» **Assignment**: Present an exact copy of each line below.

%%

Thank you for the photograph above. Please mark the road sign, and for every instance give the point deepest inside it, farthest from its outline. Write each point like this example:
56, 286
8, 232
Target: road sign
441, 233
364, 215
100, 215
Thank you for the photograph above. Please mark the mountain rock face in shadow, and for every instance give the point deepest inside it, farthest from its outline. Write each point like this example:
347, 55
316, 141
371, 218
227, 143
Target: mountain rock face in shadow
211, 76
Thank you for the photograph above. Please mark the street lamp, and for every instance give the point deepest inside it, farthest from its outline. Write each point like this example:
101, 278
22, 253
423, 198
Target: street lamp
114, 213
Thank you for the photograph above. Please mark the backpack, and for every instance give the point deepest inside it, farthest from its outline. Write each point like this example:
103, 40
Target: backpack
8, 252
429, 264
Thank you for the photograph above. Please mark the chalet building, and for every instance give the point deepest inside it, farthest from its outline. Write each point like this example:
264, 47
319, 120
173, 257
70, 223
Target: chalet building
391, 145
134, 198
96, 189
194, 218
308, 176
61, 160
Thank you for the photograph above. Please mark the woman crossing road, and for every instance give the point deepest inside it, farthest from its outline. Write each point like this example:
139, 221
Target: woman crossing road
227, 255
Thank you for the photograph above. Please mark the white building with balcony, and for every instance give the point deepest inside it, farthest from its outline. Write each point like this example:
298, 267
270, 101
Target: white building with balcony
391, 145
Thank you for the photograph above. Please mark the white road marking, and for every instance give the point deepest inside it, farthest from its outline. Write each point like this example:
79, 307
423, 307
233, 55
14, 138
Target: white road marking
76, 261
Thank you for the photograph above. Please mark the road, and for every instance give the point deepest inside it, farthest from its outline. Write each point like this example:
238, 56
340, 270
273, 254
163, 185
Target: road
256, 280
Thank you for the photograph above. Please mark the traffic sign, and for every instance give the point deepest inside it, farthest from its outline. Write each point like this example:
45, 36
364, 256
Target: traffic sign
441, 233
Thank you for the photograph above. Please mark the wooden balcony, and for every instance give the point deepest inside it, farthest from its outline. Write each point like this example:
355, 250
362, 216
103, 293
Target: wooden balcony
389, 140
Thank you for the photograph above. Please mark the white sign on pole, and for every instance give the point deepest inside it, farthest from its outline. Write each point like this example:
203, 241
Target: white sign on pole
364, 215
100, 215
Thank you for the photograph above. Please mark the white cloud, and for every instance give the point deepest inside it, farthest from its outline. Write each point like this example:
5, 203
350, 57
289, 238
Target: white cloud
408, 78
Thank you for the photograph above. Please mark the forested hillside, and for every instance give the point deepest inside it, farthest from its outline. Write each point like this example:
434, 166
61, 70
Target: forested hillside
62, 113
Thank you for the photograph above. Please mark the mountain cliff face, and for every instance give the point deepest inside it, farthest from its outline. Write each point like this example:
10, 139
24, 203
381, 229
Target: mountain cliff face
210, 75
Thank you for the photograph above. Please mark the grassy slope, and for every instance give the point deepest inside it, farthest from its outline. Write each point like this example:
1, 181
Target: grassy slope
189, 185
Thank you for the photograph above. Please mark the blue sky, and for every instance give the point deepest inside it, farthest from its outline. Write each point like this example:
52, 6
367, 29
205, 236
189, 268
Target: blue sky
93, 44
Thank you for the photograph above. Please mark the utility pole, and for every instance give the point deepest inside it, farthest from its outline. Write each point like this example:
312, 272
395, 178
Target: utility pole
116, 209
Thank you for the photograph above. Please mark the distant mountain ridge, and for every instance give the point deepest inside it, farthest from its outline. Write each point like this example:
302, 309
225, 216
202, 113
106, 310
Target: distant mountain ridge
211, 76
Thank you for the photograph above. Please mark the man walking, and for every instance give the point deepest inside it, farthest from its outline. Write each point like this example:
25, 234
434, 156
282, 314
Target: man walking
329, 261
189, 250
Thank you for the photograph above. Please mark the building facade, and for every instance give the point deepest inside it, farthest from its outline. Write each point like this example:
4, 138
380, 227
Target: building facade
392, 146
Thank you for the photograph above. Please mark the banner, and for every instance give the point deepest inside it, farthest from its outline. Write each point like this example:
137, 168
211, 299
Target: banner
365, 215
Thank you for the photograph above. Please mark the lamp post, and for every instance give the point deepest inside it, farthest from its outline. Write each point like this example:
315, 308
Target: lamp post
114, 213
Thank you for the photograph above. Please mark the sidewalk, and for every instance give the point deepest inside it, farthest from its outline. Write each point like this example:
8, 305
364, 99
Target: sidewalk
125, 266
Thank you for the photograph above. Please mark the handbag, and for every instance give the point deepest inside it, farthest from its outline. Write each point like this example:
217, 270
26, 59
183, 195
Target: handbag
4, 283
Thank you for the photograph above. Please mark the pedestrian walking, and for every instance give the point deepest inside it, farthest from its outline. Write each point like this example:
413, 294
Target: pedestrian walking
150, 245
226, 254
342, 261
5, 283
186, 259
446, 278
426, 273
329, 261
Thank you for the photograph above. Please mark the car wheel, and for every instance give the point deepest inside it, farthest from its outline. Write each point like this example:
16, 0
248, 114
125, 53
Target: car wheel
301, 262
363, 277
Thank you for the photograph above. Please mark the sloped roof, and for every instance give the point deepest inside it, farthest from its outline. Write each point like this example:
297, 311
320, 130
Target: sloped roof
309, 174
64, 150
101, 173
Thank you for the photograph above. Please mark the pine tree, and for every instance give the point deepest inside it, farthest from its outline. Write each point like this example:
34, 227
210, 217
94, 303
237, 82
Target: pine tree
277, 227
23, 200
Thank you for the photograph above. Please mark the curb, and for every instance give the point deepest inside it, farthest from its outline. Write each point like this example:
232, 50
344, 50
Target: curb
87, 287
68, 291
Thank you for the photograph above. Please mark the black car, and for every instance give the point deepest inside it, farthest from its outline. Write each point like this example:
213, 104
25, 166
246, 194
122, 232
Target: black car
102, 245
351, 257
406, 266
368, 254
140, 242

%%

» **Reply to the exercise**:
Thank you for the photograph above. Please mark the road sign, and for every instance give the point deepest inside it, farthest from its outline. Write each point like this example:
56, 286
8, 232
Target: road sign
441, 233
364, 215
100, 215
Thank you for the photograph above. Please mark the mountain rock face in shadow, and for every instance give the point deepest inside it, farthest from its outline. Write each point like this example:
347, 55
316, 141
371, 218
227, 143
Target: mountain rock face in shadow
211, 76
Thank you for the photograph above. Please mark the street lamp, and for every instance give the point deepest inside it, farthest from its outline. Write each point like this example:
101, 278
22, 253
423, 198
Target: street lamp
114, 213
Thank you for the photograph above. Please mark the backpack, and for every instance give the point deepest inside it, farthest from its outline. Write each point like this example:
103, 40
Target: backpack
8, 252
429, 264
Thank you for the photograph above. Please mark the chalet building, and for every instance give the point deepest inside it, farthest from its outline. Write each point like this example:
264, 47
319, 120
173, 257
70, 223
Target: chalet building
391, 145
134, 198
96, 189
194, 218
308, 176
61, 160
Thank you for the photograph above. Please mark the woman crossing road, and for every instance give the point deepest inside it, farthest from its outline. Write each point like this example:
139, 221
Target: woman crossing road
227, 255
Thank you for the photograph above. Please mark the white building with balcony, and for every instance give the point deepest inside it, farthest from its outline. Write each point like this example:
298, 267
270, 101
Target: white building with balcony
391, 145
Thank you for the photograph above. Please mark the white road marking, and for every instance give the point deepest inside it, farthest from its outline. Write each point like this example:
79, 307
423, 307
233, 55
14, 138
Target: white road marking
76, 261
Thank you for the photograph above. Please mark the road, and for every instance give the point deepest inside it, farthest from its outline. Write each point like this example:
238, 56
340, 270
273, 254
163, 185
Target: road
256, 280
Thank you for the photograph above. Please mark the traffic sign, and for every instance give the point deepest inside it, farthest from its outline. Write each point like this example:
45, 36
364, 256
Target: traffic sign
441, 233
Thank you for the photograph above. Please mark the wooden balcony, and for every instance give the point deepest inside it, farthest from its outline. Write each point like this example:
355, 250
362, 216
103, 293
Target: wooden balcony
389, 140
Thank you for the photograph above. Please mark the white sign on pole, and for every instance give the point deepest inside it, farthest from its outline. Write each point like this example:
203, 241
Target: white sign on pole
364, 215
100, 215
Thank you for the photograph above. Please mark the white cloud, and for every instance give the point deepest inside it, farthest from its outline. Write each point like this example:
5, 203
350, 57
289, 238
Target: white cloud
408, 78
Thank you for the photograph above. Please mark the forested hillside, and for every instance give the point deepest inside it, farthest from its outline. Write each point like this example:
434, 166
61, 70
Target: forested hillside
62, 113
Thank you for the photograph above. Please mark the mountain cliff face, and for every instance give the point deepest inside it, farthest from its outline. Write each point like this example:
10, 139
24, 203
381, 229
Target: mountain cliff face
210, 75
Thank you for the photograph above. Please mark the grassy slope, and for every instance give the point deepest inside it, farthest from its outline. Write each point like this example:
1, 181
Target: grassy slope
189, 185
Thank you for the photograph above. Please mark the blue sky, and for every instance give the point deepest inside it, farthest from its outline. Write each point like this example:
52, 6
367, 29
205, 236
189, 268
Target: blue sky
93, 44
Thank you for the photograph above. Please mark the utility pole, and for every instance give the point deepest inside it, farthest from its outline. Write each point like this example:
312, 272
395, 178
Target: utility pole
116, 209
Thank you for the photograph above. Please mark the distant mountain ridge, and for every instance give the point deepest inside it, farthest from its outline. Write each point like this example:
302, 309
225, 216
202, 113
106, 310
Target: distant mountain ridge
211, 76
Thank you for the photograph above. Please mark the man walking, and for every instance give the point deepest inside it, farthest from its outline. Write each point like this example:
25, 234
434, 156
282, 314
Target: man walking
329, 261
189, 250
Thank you for the photograph above. Please mark the building facade, and for every instance give the point deepest inside it, farthest from its outline. Write each point like this example:
4, 138
380, 227
Target: building facade
392, 146
Thank you for the photograph above. Please mark the banner, and for every instance give the point deepest inside it, farthest from its outline. Write each point like this example:
137, 168
211, 299
Target: banner
365, 215
Thank you for the photograph above. Please mark the lamp post, and for every instance give the point deepest inside it, farthest from its outline. Write each point like this example:
315, 308
Target: lamp post
114, 213
Thank you for the photograph above. Please mark the sidewalk, and for every instance give the point deepest inside it, farthest from its outline. Write each point like this example:
8, 305
364, 99
Target: sidewalk
125, 266
Thank you for the photograph above. Please mark the handbag, and for every instance give the point deepest inside it, farthest from its outline. Write each point like this example:
217, 270
26, 59
183, 195
Target: handbag
4, 283
Thank you for the photograph above. Please mark the pedestrian walking, and for every instance give the point deepest inside it, farthest from its outline. Write each point like this example:
413, 294
Target: pedestrian walking
150, 245
226, 254
342, 261
5, 283
186, 259
446, 278
426, 273
329, 261
Thank you for the photograph above. Please mark the car wheel, and for every instance give the point deepest inside it, farthest from its outline. Write each point like this example:
16, 0
248, 114
125, 53
Target: car wheel
301, 262
363, 277
Thank you for the photograph above. Please mark the sloped roof, and for every instance give the point deepest inside it, farthest from its outline. Write each point like this example:
297, 311
320, 130
Target: sloped roof
309, 174
64, 150
101, 173
Thank you for the photograph above. Please mark the pine tree, and for every instance give the point deepest inside it, farthest from its outline. Write each point like this example:
34, 227
210, 217
94, 303
237, 82
Target: pine tree
277, 227
23, 200
Thank you for the photograph above. Please mark the curb, and for every instance give the point deepest inside it, farthest from its outline. Write each point like this example:
232, 50
344, 50
Target: curb
87, 287
68, 291
Thank you for the photograph above. Please mark the black car, and for every instance give the point deepest inside it, farthest from its outline. Write each point like this example:
213, 104
25, 166
246, 194
122, 232
Target: black car
102, 245
351, 257
406, 266
368, 254
140, 242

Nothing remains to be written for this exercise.